● Work item:
Start to finish, copy the data exactly.

[Data Boundary: Start]

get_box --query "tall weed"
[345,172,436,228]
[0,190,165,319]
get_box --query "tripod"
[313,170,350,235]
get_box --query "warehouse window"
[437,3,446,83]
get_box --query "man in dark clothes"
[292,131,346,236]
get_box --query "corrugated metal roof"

[Data Boundary: End]

● Expected output:
get_box --query "tall weed"
[345,172,436,228]
[0,190,165,319]
get_box --query "tripod"
[313,170,350,235]
get_box --query "warehouse window"
[437,3,446,83]
get_box --query "man in dark clothes"
[292,131,346,236]
get_box --query "corrugated metal roof"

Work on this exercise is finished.